Begin Records to process
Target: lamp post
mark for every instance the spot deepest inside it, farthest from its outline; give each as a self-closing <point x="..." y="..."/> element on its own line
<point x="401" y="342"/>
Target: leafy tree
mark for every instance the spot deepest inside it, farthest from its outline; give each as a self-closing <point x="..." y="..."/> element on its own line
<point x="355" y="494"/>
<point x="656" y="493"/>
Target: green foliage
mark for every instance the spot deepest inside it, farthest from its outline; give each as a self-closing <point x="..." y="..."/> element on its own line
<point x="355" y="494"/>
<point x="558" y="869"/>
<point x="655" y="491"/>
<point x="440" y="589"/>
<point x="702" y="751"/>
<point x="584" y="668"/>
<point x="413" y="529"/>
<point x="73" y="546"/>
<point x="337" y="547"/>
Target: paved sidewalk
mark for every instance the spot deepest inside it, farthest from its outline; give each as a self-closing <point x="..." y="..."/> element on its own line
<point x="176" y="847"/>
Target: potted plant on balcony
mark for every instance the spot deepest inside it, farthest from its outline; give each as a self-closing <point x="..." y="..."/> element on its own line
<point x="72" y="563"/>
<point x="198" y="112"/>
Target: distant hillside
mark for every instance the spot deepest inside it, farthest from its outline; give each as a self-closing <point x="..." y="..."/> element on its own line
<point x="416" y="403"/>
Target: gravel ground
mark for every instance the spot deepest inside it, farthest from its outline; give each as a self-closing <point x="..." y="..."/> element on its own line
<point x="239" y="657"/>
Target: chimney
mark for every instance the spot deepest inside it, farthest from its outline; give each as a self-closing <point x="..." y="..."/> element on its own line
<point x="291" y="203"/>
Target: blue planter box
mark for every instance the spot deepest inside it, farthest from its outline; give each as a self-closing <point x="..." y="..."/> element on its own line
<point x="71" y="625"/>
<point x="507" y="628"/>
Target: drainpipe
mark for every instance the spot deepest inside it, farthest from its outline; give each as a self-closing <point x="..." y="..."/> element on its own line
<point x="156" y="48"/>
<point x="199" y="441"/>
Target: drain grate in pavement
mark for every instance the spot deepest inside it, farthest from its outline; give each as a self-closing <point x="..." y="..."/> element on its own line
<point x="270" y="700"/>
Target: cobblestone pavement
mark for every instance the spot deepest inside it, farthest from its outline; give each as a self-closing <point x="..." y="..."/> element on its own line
End Records to process
[Task objective]
Starting at the line that contains "Target: cobblestone pavement" and ending with the last line of the entries, put each line into a Markdown table with the columns Row and Line. Leave out any blank lines.

[Task output]
| Row | Line |
|---|---|
| 1 | Target: cobblestone pavement |
| 2 | mark for every instance the spot deepest inside it, farthest from its outline; give each as a self-closing <point x="..." y="..."/> element on its own line |